Excerto de origem |
··········

Num copo que repousa sobre a mesa, vêem-se algumas pedras de gelo. Um ambiente em que o ar rarefeito é partilhado por várias personagens reais. Estas são distintas na sua aparência e em comum apenas o cansaço após um dia de trabalho.

 

“- É hoje! Tenho a certeza que vai ser hoje que a minha maré de azar vai terminar!”, pensa um indivíduo de olhos encovados que bate nervosamente com os dedos em cima da mesa, demonstrado total impaciência no revelar do naipe de uma nova carta.

 

“- Eu sou o melhor! Caramba, como sou bom! Ganhei já três vezes seguidas! Na próxima tenho de apostar tudo e vou voltar aos bons velhos tempos… Ah, dinheiro na carteira!”. A excitação é visível naquele rosto demasiado pálido, sobre um corpo demasiado impaciente que mal consegue manter-se quieto.

 

“- Não! Eu não deveria estar aqui! Eu prometi! Eu dei a minha palavra de honra que não voltava… mas seguramente que me perdoa quando vir o pequenino PC que lhe vou comprar com o dinheiro que vou ganhar”. Um olhar vidrado mira estaticamente a roleta, aguardando e pedindo para a bola parar no número e na cor que ela tanto precisa, para obter o perdão por ter faltado ao prometido.

 

“- Quanto? Quanto mais poderei apostar desta vez? Vou arriscar e apostar a prestação da casa e, com um golpe de sorte, ganho e pago as duas mensalidades que já se em encontram em atraso. É isso! …”. Um pensamento que berra por uma boca cerrada.

 

Seja qual for o pensamento, a ilusão que se utiliza, ou o engodo, a verdade é que aquele que vive dependente vai sempre encontrar uma justificação e uma fantasia capaz de sustentar uma vontade que se torna irracional, apoderando-se de todos os sentidos, fazendo dele viciado.

··········

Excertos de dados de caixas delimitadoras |
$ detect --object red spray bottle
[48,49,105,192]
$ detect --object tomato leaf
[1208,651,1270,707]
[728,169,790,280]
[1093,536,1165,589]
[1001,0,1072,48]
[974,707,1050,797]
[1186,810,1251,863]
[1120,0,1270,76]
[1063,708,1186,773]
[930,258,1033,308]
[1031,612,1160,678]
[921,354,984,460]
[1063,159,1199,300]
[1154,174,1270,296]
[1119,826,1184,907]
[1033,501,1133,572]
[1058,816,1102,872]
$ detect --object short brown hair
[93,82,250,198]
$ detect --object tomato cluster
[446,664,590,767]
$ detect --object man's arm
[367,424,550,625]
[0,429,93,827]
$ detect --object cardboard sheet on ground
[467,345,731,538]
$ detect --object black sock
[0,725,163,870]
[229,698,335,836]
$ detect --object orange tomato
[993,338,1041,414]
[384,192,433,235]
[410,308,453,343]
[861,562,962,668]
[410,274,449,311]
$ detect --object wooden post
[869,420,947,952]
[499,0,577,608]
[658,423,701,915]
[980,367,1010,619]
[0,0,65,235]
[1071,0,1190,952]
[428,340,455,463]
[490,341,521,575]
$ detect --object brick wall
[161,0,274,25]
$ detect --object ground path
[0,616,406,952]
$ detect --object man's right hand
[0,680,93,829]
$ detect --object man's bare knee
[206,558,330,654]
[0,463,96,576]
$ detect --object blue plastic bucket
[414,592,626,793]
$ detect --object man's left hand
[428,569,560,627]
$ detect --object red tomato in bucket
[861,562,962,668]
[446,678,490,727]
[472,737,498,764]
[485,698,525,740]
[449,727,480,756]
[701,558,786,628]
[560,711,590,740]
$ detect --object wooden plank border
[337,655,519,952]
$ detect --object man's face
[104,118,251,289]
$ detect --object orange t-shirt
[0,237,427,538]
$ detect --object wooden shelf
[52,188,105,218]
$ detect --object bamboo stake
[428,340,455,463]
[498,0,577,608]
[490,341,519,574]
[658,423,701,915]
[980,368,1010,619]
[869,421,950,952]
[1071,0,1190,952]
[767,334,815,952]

··········

Tarefa a realizar |
No excerto sobre o vício do jogo, que presente promete comprar a personagem que olha fixamente para a roleta? Os registos constituem material à parte do excerto.

Tarefa concluída |
Um pequenino PC.